Work to be completed
Write out the data below word for word, beginning at its first line and continuing through the line that contains "pixel 113 57", with both of those lines included. Leave the pictures out of your answer.

Data supplied
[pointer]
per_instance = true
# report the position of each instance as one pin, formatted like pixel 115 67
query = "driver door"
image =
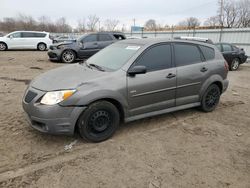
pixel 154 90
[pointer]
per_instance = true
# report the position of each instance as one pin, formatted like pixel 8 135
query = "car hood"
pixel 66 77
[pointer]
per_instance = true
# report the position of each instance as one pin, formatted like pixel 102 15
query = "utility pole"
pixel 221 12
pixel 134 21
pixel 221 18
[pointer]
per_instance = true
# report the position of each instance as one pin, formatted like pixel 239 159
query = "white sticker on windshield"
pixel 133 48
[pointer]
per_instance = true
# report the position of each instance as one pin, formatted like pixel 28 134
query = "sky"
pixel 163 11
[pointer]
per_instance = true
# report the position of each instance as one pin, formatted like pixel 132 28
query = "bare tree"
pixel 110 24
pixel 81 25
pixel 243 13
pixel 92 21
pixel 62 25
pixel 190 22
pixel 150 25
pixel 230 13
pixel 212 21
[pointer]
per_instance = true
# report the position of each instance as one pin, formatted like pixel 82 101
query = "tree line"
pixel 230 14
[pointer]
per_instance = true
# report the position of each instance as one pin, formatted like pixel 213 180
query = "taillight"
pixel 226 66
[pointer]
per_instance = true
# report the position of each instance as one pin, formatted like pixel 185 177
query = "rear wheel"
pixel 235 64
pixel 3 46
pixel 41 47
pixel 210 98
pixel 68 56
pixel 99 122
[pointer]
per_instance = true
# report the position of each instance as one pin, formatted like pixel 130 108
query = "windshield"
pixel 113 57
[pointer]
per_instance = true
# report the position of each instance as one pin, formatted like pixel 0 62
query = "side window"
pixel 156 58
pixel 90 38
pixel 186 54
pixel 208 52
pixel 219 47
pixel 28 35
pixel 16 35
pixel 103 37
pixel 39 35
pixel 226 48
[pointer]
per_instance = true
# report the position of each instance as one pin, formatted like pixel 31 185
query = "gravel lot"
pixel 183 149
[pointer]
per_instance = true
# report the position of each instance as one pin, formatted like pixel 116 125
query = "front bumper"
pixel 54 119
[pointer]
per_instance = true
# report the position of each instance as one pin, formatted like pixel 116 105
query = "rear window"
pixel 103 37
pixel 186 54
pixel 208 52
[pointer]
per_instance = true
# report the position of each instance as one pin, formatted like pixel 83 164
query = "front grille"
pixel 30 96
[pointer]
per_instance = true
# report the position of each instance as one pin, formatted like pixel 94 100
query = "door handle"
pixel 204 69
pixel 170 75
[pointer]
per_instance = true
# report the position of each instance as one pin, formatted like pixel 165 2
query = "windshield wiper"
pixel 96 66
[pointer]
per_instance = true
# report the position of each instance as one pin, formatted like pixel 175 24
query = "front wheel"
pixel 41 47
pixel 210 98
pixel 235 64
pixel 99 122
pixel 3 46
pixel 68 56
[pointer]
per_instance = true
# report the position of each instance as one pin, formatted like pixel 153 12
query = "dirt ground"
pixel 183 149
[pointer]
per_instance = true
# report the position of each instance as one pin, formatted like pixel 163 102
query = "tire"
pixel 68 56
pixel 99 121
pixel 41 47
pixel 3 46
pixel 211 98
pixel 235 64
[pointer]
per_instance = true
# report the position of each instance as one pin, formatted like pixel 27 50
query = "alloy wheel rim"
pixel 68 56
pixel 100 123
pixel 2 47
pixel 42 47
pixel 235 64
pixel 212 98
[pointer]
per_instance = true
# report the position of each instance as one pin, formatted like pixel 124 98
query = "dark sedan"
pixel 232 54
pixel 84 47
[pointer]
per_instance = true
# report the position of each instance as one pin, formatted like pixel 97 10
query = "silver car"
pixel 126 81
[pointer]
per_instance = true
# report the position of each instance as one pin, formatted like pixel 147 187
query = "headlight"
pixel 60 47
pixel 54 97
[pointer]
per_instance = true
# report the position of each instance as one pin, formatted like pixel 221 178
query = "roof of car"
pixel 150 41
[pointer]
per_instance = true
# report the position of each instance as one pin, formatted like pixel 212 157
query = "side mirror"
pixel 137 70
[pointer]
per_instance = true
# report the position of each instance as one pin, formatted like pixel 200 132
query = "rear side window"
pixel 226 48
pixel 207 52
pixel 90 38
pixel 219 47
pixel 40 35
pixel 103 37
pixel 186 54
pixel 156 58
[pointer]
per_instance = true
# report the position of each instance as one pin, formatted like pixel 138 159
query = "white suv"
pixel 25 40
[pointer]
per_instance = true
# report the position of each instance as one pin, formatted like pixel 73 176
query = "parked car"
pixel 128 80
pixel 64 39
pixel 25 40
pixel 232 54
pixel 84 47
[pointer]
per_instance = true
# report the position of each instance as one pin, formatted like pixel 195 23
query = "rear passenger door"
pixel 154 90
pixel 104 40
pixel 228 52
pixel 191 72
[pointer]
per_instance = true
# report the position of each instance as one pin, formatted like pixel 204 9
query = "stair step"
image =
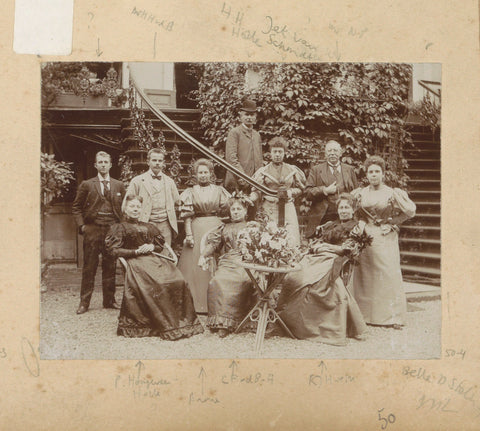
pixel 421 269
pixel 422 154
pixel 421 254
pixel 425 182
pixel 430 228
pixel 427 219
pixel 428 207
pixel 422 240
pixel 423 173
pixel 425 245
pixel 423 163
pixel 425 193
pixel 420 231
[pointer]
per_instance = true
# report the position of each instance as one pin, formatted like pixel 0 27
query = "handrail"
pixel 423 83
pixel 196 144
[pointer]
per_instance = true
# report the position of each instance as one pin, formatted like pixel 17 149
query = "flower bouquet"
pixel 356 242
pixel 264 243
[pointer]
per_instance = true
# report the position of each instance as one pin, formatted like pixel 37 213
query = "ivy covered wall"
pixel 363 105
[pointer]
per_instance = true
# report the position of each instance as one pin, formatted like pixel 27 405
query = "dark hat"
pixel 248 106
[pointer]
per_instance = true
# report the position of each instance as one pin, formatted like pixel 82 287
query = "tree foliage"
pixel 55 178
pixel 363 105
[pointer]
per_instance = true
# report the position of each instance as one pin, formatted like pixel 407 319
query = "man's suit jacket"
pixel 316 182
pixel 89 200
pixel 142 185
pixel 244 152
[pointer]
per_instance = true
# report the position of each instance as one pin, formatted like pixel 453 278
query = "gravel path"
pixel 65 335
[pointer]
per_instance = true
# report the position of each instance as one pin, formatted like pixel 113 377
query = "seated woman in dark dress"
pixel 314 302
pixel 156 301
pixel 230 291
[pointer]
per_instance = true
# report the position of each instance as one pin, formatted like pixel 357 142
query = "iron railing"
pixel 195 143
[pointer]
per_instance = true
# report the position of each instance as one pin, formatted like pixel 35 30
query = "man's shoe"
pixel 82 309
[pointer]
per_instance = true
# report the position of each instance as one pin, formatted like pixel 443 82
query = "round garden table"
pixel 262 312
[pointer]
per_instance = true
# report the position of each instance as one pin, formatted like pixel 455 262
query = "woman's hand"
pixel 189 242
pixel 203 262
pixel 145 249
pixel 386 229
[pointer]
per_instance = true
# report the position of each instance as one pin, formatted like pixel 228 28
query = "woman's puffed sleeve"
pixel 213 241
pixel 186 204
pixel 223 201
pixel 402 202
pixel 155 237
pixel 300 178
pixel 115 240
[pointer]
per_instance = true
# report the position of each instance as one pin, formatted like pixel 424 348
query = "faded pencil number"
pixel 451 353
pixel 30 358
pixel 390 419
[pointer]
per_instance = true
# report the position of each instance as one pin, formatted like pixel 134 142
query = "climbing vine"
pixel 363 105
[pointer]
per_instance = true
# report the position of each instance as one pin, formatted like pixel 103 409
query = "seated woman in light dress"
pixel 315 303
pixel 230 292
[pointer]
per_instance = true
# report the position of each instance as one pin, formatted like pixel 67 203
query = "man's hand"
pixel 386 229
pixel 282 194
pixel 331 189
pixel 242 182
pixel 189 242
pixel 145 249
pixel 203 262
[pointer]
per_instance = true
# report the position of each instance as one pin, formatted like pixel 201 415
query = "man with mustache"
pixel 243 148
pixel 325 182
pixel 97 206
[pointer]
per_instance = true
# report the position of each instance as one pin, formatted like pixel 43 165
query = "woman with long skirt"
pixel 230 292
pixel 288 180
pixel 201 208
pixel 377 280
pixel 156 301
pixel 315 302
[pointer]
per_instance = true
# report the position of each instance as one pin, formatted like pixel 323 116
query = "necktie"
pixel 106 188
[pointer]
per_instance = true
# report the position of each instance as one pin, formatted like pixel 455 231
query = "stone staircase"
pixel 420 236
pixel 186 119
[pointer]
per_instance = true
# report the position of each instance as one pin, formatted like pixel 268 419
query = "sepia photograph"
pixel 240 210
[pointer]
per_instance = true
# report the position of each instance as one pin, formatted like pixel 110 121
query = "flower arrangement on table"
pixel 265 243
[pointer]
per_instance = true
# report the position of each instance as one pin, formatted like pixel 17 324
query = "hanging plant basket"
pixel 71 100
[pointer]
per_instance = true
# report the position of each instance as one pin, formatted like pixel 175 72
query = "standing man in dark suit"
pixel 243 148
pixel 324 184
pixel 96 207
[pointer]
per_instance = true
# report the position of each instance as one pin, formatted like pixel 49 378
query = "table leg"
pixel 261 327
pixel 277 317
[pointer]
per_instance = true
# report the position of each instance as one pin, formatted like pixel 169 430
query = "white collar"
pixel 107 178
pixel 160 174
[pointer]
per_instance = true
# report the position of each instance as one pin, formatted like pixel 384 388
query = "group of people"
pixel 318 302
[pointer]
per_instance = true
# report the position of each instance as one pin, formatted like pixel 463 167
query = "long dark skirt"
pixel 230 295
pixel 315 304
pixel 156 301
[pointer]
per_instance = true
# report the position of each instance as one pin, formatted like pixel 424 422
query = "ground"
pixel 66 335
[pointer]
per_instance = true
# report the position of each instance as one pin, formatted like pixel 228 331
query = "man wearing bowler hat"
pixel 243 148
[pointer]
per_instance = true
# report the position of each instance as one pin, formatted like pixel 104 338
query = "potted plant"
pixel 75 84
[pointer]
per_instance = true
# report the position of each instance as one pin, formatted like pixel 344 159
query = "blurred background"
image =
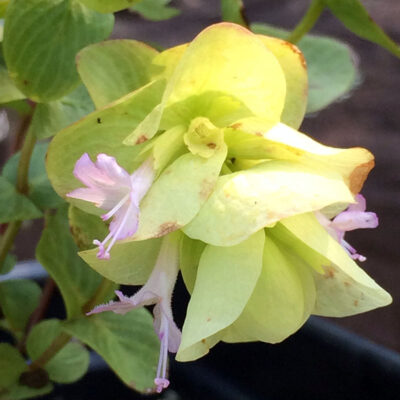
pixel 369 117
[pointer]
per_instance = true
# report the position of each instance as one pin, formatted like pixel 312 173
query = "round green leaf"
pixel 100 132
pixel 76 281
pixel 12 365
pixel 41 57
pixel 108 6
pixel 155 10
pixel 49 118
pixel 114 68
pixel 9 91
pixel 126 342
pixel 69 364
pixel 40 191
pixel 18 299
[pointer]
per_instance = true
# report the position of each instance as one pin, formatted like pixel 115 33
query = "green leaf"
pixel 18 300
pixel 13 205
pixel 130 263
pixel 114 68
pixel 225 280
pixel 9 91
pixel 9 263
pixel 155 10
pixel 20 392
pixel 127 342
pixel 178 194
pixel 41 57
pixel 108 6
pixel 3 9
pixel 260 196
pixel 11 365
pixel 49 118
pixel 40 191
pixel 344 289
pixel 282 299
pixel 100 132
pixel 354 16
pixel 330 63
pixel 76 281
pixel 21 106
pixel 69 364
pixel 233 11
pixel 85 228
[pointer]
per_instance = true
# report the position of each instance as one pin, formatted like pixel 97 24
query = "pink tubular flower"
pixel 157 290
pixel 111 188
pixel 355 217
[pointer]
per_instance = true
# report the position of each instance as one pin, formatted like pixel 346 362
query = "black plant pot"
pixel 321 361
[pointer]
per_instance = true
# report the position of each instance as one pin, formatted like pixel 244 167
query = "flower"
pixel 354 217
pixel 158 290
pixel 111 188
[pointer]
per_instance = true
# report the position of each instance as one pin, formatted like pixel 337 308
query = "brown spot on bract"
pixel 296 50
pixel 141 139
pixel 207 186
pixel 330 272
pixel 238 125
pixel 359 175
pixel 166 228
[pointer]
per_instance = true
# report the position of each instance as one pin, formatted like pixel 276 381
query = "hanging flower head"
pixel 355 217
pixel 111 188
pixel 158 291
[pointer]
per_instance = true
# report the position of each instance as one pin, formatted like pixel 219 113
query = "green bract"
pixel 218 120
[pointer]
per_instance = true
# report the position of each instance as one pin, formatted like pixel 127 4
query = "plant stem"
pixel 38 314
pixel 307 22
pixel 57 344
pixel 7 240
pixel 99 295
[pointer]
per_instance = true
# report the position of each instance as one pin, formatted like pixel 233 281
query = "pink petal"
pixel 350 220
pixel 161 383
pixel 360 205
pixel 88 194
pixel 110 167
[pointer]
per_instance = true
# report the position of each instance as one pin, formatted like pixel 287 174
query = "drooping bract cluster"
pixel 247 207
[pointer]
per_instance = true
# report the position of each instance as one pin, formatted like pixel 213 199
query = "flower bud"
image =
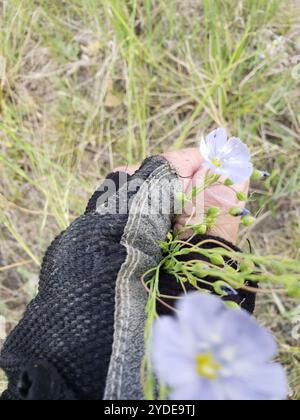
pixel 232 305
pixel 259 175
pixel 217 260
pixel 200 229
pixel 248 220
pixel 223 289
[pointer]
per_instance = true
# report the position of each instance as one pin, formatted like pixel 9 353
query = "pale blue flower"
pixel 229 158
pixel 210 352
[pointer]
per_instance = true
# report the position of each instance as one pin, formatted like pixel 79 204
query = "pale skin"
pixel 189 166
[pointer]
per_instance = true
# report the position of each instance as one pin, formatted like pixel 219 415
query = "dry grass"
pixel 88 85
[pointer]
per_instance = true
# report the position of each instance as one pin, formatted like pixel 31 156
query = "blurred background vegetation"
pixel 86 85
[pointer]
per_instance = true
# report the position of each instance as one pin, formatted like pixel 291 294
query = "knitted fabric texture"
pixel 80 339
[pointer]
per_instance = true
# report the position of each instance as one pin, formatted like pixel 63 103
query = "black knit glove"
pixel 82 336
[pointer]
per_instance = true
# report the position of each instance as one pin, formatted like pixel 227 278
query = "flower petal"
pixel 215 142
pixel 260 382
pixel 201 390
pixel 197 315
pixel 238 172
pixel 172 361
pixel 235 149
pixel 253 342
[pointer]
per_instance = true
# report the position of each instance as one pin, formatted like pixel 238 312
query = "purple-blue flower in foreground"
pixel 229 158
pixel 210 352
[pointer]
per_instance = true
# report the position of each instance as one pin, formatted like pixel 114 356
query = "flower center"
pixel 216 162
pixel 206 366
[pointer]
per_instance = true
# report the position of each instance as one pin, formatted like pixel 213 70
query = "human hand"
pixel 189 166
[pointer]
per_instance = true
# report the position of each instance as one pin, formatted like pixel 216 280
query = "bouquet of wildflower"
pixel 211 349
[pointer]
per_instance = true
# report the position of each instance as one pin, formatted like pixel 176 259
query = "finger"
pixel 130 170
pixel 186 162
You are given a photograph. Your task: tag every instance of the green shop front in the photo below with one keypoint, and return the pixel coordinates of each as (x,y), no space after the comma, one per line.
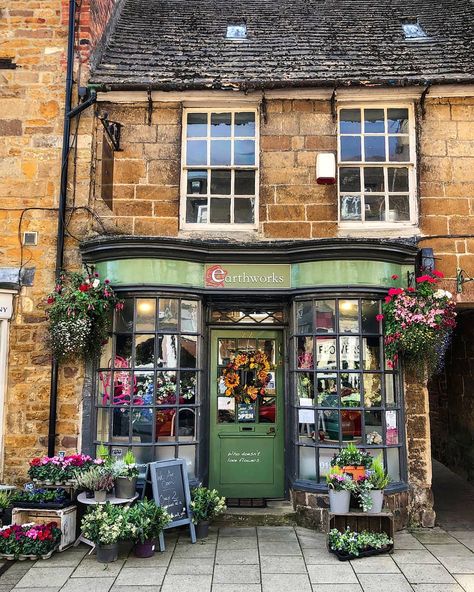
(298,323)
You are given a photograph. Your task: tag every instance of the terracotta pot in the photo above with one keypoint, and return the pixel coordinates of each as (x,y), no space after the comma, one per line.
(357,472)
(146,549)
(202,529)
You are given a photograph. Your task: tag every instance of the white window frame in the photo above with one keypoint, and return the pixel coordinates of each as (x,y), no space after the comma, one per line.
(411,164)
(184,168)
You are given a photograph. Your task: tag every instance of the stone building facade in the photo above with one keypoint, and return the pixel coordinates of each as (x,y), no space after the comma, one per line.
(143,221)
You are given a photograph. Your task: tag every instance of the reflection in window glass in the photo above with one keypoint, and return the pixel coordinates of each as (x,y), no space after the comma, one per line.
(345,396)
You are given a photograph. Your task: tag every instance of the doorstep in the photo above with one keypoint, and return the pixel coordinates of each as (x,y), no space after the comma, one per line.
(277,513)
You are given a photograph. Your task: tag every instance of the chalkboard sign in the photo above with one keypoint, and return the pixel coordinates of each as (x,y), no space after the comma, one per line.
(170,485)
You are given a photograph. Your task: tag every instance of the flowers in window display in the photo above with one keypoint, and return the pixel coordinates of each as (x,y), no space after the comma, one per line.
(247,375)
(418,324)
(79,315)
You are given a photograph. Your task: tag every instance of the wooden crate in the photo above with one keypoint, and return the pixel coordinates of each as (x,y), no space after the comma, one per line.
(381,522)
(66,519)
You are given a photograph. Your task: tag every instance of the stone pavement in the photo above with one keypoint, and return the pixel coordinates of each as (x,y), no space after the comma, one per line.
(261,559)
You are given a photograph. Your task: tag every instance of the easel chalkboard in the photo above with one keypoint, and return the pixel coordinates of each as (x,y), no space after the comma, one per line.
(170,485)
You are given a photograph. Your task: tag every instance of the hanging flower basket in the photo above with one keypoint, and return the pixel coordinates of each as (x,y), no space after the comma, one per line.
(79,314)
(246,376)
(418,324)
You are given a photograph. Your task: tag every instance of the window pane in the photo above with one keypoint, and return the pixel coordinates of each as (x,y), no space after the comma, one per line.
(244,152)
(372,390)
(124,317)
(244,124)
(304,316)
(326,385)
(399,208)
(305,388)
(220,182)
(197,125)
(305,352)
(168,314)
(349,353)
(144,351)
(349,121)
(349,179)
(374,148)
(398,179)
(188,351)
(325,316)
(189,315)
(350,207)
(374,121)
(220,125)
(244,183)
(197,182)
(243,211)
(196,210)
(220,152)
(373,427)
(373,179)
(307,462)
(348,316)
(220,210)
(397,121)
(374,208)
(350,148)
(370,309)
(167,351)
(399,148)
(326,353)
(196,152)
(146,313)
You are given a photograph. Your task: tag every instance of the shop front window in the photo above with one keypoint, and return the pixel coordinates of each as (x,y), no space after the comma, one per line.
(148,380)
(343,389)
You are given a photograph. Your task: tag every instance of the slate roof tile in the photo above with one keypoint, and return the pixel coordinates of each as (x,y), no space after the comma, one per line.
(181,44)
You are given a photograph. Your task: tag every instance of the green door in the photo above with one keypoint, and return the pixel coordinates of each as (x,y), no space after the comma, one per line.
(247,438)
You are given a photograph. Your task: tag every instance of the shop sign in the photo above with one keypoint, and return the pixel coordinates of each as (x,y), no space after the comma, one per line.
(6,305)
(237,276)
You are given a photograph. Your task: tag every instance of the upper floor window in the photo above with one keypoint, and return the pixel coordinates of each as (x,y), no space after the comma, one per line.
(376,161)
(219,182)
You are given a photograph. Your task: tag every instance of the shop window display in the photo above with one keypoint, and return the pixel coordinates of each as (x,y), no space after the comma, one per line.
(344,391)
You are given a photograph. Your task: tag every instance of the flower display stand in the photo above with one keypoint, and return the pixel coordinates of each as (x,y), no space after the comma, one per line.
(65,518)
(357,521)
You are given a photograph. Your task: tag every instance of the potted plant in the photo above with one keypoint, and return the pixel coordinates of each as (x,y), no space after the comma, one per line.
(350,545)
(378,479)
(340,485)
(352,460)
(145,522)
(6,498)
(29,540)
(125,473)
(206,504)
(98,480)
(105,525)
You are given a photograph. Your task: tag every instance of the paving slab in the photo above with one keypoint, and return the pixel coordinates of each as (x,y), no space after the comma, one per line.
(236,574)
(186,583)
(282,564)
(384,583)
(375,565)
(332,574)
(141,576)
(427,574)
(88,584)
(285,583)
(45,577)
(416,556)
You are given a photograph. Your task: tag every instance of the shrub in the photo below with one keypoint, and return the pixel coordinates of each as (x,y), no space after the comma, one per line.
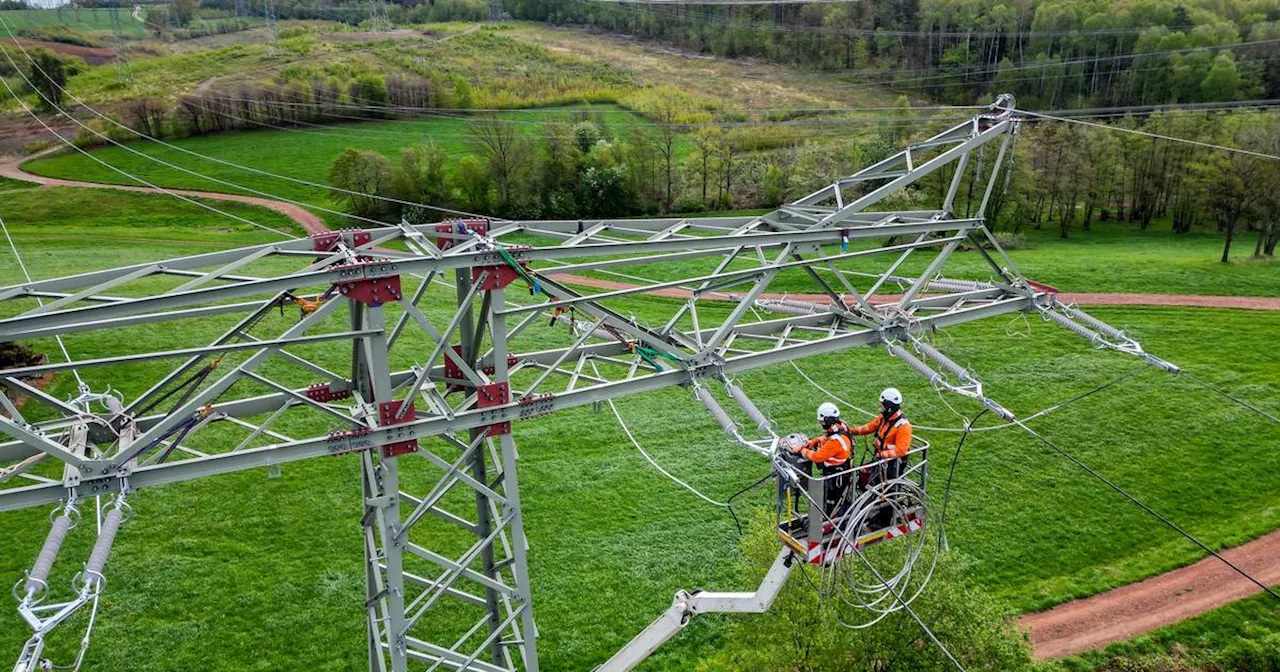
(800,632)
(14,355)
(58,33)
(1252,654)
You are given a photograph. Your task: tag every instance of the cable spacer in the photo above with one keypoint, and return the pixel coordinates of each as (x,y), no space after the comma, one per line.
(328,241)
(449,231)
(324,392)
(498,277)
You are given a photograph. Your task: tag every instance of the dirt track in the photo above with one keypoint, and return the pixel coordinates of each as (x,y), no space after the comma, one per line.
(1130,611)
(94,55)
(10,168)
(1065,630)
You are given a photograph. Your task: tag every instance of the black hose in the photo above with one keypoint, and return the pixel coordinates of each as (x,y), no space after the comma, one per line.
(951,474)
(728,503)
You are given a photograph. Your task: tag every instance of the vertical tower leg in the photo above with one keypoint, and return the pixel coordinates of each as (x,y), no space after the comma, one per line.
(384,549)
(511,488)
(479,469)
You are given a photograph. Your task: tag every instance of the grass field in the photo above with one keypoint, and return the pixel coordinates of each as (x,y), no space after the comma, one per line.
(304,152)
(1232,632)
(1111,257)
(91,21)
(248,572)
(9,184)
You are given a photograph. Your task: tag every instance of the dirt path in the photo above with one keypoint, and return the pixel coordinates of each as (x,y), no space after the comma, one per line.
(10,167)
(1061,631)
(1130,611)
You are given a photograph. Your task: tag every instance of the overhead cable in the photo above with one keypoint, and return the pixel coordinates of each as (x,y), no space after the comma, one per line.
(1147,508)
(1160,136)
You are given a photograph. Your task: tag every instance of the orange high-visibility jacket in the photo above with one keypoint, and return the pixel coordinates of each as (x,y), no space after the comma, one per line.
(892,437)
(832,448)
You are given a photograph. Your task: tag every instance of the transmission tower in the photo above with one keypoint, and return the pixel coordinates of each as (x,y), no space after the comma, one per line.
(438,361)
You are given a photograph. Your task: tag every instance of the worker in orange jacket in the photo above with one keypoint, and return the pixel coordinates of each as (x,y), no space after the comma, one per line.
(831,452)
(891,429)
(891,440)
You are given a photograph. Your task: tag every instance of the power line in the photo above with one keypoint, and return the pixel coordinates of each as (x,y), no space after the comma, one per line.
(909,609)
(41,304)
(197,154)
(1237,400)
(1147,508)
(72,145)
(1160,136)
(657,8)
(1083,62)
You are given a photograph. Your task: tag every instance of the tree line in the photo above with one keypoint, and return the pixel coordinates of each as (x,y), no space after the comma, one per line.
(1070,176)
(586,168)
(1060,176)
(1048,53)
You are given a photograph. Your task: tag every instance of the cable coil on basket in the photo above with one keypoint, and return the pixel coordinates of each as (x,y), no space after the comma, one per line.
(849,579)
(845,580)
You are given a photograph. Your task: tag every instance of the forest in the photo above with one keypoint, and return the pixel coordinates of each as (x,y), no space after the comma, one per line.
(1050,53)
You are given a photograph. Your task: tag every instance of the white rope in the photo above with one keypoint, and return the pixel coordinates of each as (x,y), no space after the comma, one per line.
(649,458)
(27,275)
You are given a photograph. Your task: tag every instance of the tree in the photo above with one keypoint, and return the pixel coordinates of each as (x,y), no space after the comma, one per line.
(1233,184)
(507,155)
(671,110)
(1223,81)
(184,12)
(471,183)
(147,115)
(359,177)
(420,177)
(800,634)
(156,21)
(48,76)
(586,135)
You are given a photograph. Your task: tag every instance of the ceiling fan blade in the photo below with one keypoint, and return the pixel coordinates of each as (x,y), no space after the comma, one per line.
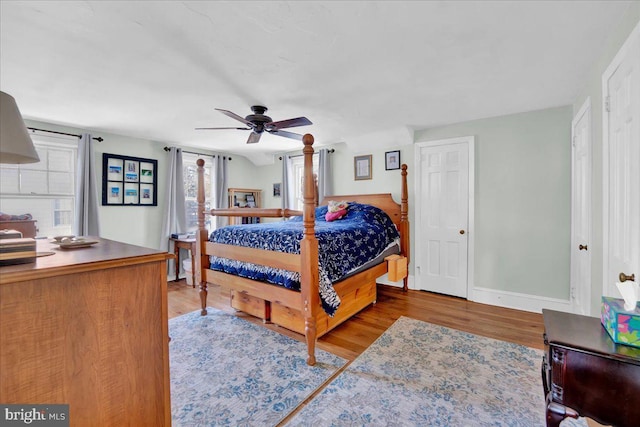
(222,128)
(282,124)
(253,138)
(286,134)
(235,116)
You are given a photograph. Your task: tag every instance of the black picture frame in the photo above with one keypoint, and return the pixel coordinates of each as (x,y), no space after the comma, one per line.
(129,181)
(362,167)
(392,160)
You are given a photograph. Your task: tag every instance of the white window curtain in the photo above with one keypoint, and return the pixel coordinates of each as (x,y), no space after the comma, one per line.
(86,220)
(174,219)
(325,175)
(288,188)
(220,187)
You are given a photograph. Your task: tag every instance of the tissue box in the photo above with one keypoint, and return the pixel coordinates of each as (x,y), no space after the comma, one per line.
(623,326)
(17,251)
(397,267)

Output below
[pointer]
per_instance = true
# report the position of each instance as one pin, formatted like pixel 115 67
query = "driver door"
image =
pixel 154 90
[pointer]
per_instance = true
# report the position of each instance as one pin, formatted like pixel 8 135
query = "car hood"
pixel 66 77
[pointer]
per_instance = true
# report the position of each instance as one pin, formatted like pixel 102 15
query = "utility pole"
pixel 221 12
pixel 134 21
pixel 221 18
[pointer]
per_instance = true
# report the position of each instance as one pin, formatted like pixel 239 159
query = "white sticker on windshield"
pixel 133 48
[pointer]
per_instance = true
# report the position of each instance as one pin, formatted like pixel 28 134
query = "sky"
pixel 163 11
[pointer]
per_instance = true
# report the position of each instance as one pin, formatted like pixel 132 28
query = "bare tree"
pixel 110 24
pixel 81 25
pixel 243 13
pixel 92 21
pixel 62 25
pixel 190 22
pixel 150 25
pixel 230 13
pixel 212 21
[pointer]
per_instance = true
# report the position of each instance as one pin, formatted like pixel 82 101
query = "tree line"
pixel 230 14
[pointer]
per_instance = true
# report the position of each instance as one pin, formatted like pixel 213 180
query = "taillight"
pixel 226 66
[pointer]
per_instance = true
# report the position of each instance as one pin, formatted like pixel 185 177
query = "rear wheel"
pixel 235 64
pixel 3 46
pixel 41 47
pixel 210 98
pixel 68 56
pixel 99 122
[pointer]
per_instance = true
# report the position of each instance as one pin, formatted like pixel 130 108
query = "windshield"
pixel 113 57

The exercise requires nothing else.